*GIVEN PROBLEM A*
Please set down everything in the UAW article below from "But now many" down to "the union’s rank-and-file.", word for word.

Can direct elections restore UAW as America’s most powerful labor union?
The United Auto Workers, once America’s most powerful labor union, a union that led the way in building America’s middle class, has sunk into hard times, with a huge corruption scandal in which 12 union officials, including two former UAW presidents, have been convicted of crimes.
But now many rank-and-filers are hoping the union will regain its moral stature and some of its old swagger through a major push to inject more democracy into the union.
Hundreds of members are backing a campaign to have the UAW hold direct elections for union president, a move they believe will bring more inspiring union leaders, ones they say will fight harder for the union’s rank-and-file.
In recent decades, the UAW has been run by a single party or caucus, with each union president having a powerful say in choosing his successor, and that, dissidents say, led to internal rot – and the wide-ranging scandal in which top UAW officials embezzled more than $1.5m in union money and accepted more than $5m in kickbacks from auto company contractors and Fiat-Chrysler executives.
Earlier this month, a federal judge appointed an independent monitor to oversee the union’s finances and internal elections to help prevent further corruption. The monitor will also oversee a referendum on whether to allow direct elections of the UAW’s president and executive board.

Records of labeled boxes
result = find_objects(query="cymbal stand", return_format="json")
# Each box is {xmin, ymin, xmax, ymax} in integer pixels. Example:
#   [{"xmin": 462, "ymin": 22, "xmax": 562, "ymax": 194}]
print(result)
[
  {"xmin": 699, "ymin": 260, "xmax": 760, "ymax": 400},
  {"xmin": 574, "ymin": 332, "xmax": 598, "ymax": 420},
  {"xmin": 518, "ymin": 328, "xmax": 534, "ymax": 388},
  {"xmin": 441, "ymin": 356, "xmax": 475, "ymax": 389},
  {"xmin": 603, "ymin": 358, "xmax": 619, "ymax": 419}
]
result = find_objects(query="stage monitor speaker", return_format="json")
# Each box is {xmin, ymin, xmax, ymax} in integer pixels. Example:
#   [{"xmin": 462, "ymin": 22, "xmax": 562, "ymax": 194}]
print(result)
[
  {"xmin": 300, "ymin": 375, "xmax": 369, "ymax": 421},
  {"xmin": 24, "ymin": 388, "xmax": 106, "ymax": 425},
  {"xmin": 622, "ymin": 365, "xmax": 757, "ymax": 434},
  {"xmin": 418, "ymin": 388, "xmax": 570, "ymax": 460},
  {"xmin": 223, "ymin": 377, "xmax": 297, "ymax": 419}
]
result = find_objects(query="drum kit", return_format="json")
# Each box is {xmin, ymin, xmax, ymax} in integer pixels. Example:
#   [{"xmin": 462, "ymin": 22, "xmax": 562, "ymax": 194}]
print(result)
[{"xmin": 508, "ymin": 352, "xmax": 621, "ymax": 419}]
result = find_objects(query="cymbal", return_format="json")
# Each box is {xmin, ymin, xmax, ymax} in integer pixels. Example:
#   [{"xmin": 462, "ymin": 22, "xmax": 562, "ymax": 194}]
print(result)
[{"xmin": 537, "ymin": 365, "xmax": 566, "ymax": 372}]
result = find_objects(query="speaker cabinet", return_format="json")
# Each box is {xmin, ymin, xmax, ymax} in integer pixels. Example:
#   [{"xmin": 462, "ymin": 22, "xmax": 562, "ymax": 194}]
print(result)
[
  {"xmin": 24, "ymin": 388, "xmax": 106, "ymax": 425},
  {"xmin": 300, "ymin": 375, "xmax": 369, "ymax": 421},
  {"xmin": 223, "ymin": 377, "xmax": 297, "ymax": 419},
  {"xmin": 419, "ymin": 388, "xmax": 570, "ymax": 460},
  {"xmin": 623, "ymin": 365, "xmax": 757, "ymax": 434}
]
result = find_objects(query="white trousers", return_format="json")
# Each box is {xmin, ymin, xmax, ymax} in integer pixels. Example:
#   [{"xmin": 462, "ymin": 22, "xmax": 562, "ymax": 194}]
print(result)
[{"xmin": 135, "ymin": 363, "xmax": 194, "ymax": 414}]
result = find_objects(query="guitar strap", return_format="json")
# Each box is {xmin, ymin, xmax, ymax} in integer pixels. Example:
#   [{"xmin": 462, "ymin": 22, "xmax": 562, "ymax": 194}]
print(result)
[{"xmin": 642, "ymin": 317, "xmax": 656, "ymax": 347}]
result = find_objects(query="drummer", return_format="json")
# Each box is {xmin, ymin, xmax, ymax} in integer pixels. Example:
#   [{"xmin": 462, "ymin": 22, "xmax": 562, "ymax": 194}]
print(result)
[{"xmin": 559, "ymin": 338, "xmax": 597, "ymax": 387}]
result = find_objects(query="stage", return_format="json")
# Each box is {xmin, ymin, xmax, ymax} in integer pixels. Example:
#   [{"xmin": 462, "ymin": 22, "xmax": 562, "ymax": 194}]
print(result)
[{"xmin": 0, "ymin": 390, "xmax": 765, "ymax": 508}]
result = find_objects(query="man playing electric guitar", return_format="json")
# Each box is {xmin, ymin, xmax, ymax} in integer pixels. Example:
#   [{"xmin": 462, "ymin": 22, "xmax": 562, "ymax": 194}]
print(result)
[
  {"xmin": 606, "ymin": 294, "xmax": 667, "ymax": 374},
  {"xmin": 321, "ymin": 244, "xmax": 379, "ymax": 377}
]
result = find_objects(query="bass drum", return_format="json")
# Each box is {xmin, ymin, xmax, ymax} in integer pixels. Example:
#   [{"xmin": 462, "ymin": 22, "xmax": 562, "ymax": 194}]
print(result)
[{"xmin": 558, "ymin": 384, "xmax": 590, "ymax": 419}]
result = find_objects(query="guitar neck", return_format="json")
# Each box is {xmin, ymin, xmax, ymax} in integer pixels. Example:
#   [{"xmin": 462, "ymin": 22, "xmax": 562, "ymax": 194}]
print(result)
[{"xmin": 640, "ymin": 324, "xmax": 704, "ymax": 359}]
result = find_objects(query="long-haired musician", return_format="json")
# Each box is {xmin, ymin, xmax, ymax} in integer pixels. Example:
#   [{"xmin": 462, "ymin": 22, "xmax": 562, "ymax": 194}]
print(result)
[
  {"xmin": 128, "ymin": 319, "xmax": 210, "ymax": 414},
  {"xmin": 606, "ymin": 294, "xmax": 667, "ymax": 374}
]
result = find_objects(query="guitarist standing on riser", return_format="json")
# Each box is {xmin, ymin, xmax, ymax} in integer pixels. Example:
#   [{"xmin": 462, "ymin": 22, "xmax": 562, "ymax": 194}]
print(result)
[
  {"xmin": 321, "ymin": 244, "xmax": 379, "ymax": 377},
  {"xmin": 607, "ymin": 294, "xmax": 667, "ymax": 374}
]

*GIVEN PROBLEM B*
Count the lines in the records above that contain the string "speaker". Reply with the number alone.

*WRITTEN SOLUTION A*
But now many rank-and-filers are hoping the union will regain its moral stature and some of its old swagger through a major push to inject more democracy into the union.
Hundreds of members are backing a campaign to have the UAW hold direct elections for union president, a move they believe will bring more inspiring union leaders, ones they say will fight harder for the union’s rank-and-file.

*WRITTEN SOLUTION B*
2